-- start of Text --
Proof. We mimic the proof of Fodor's Theorem. Suppose that for each $A \in [\kappa]^{<\omega}$, $\lbrace \alpha \in S : f(\alpha) = A\rbrace$ is non-stationary. Choose a closed unbounded set $C_A$ such that $f(\alpha) \neq A$ for each $\alpha \in S \cap C_A$. For each $\gamma < \kappa$, define:
$$ \begin{align*}
C_\gamma := \bigcap_{A \in [\gamma]^{<\omega}} C_A
\end{align*}$$ Since $\vert [\gamma]^{<\omega}\vert < \kappa$ for all $\gamma$, $C_\gamma$ remains a closed unbounded subset. Let:
$$ \begin{align*}
C := \bigtriangle_{\gamma < \kappa} C_\gamma
\end{align*}$$ Then $S \cap C$ is stationary. If $\alpha \in S \cap C$, then $f(\alpha) \in C_\gamma$ for every $\gamma < \alpha$, i.e. $\max{f(\alpha)} \geq \alpha$. This is a contradiction.
$\blacksquare$
Solution. Following the hint, we first note that if there exists a $K_\alpha$ that is infinite, then since $K_\alpha \subseteq \alpha$, $\otp(K_\alpha)$ is a countable ordinal. Thus, by taking a subset $K_\alpha' \subseteq K_\alpha$ of order-type $\omega$, we have that $K_\alpha' \cup \lbrace \alpha\rbrace$ forms a homogeneous subset of order-type $\omega + 1$. Thus, it remains to settle the case where all $K_\alpha$'s are finite.
In this case, consider the map $f : \omega_1 \to [\omega_1]^{<\omega}$ defined by:
$$ \begin{align*}
f(\alpha) := K_\alpha
\end{align*}$$ By Lemma 9.3.A, $f$ is constant on a stationary subset $S$, say $f(\alpha) = K$ for all $\alpha \in S$. We shall show that $[S]^2 \subseteq A$.
Let $\lbrace \alpha,\beta\rbrace \subseteq S$, say $\alpha < \beta$. Then $K$ is the maximal subset of $\beta$ such that $[K \cup \lbrace \beta\rbrace]^2 \subseteq B$. If $\lbrace \alpha,\beta\rbrace \in B$, then $[(K \cup \lbrace \alpha\rbrace) \cup \lbrace \beta\rbrace]^2 \subseteq B$ (as $[K \cup \lbrace \alpha\rbrace]^2 \subseteq B$), which yields a larger $K_\beta$, a contradiction.
-- end of Text --
= Set task 1 =
Starting at the first line of the records and ending at the line that contains "point(568, 335)", write those records out again with "clipboard" swapped for "notepad" and nothing else changed.
The records below are unrelated to the set theory proof.
-- start of Record list --
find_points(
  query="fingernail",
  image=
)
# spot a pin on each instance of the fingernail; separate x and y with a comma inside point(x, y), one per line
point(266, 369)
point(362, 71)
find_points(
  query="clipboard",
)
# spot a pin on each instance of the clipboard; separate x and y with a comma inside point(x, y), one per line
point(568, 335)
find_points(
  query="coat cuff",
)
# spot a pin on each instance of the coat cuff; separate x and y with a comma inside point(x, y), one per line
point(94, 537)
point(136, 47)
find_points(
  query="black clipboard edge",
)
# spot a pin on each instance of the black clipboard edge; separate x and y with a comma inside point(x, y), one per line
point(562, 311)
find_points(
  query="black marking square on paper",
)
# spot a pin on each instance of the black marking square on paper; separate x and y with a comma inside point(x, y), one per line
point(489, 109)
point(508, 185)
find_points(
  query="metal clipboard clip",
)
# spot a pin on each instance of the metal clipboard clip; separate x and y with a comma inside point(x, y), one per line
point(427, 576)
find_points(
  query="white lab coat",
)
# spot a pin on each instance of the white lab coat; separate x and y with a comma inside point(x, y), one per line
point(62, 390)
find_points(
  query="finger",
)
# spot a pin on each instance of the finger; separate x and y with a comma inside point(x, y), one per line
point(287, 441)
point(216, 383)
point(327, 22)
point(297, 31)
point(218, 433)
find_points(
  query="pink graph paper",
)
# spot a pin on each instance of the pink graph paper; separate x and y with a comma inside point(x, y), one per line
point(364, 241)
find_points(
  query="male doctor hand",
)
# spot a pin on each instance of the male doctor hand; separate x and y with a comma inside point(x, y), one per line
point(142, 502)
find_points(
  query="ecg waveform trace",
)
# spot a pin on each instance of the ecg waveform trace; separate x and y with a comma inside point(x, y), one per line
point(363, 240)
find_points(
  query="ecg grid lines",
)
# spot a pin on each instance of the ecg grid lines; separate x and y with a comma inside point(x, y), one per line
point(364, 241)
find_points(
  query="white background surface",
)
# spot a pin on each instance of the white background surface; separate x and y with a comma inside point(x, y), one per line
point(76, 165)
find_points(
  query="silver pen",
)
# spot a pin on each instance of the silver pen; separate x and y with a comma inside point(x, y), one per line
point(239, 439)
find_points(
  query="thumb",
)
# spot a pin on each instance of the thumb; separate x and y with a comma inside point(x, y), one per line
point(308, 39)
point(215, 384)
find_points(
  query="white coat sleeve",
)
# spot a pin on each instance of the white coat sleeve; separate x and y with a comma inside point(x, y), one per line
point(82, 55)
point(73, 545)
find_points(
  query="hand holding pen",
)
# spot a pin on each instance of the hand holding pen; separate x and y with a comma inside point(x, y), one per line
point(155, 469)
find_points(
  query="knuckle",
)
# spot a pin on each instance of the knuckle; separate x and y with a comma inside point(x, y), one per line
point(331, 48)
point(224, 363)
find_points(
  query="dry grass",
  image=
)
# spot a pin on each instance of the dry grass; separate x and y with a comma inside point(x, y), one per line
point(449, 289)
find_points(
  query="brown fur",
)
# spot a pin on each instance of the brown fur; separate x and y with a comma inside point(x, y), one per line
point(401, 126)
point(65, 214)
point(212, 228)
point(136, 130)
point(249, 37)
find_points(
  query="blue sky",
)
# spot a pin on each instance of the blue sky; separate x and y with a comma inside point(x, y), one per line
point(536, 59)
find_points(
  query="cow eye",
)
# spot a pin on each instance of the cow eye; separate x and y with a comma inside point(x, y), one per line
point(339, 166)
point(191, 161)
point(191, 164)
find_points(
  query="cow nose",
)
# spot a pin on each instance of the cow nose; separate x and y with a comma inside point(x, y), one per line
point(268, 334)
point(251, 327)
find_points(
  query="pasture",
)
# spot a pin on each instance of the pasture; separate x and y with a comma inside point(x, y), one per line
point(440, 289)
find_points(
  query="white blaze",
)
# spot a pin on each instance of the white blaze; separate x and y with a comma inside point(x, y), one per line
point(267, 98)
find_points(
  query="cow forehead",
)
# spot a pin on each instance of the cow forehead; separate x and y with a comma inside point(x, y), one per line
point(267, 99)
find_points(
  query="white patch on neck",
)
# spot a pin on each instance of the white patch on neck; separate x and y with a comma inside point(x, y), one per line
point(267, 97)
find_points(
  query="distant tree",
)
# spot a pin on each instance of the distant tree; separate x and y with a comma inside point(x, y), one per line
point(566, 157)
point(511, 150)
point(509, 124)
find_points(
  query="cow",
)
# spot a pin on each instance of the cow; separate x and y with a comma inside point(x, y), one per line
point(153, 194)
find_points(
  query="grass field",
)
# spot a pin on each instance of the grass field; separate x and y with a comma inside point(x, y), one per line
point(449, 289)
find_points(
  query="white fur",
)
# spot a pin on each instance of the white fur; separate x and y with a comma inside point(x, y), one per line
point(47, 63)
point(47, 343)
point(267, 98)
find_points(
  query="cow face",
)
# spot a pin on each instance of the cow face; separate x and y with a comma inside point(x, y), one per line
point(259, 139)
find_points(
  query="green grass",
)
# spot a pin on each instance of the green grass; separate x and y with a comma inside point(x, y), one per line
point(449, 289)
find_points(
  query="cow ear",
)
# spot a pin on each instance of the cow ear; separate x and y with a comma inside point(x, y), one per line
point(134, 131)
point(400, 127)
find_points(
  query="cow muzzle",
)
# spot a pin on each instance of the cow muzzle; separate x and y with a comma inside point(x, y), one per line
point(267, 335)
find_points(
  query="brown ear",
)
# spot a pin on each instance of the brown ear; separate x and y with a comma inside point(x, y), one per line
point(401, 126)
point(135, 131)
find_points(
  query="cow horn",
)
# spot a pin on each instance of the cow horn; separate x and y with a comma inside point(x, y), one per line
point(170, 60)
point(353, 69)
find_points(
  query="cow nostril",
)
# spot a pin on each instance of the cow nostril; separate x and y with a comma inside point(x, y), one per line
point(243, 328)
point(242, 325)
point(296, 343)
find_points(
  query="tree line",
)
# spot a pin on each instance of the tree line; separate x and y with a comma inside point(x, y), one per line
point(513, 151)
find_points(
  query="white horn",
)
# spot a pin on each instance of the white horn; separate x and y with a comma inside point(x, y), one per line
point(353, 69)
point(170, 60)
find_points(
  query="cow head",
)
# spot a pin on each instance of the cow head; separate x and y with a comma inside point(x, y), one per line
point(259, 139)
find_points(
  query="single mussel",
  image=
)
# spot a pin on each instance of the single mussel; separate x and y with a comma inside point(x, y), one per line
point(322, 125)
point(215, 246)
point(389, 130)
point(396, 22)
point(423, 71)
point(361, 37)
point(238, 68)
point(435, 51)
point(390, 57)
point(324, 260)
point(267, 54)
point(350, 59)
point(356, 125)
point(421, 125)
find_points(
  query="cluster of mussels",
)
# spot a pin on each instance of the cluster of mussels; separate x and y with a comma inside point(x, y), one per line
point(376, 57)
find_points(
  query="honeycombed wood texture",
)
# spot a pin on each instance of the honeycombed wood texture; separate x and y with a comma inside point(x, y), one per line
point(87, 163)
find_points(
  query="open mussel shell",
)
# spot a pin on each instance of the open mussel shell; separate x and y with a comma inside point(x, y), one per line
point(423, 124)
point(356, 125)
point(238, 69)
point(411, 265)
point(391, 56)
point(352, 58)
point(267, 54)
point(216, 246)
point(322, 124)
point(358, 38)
-- end of Record list --
= Set task 2 =
Answer these questions about the set theory proof:
(a) Whose theorem's proof does the opening proof mimic?
(b) What order-type does the homogeneous subset formed by K_α' together with α have?
(c) Which lemma is used to show that f is constant on a stationary subset?

= Correct answer 1 =
find_points(
  query="fingernail",
  image=
)
# spot a pin on each instance of the fingernail; separate x and y with a comma inside point(x, y), one per line
point(266, 369)
point(362, 71)
find_points(
  query="notepad",
)
# spot a pin on each instance of the notepad; separate x and y with a comma inside point(x, y), one per line
point(568, 335)

= Correct answer 2 =
(a) Fodor's Theorem
(b) ω + 1
(c) Lemma 9.3.A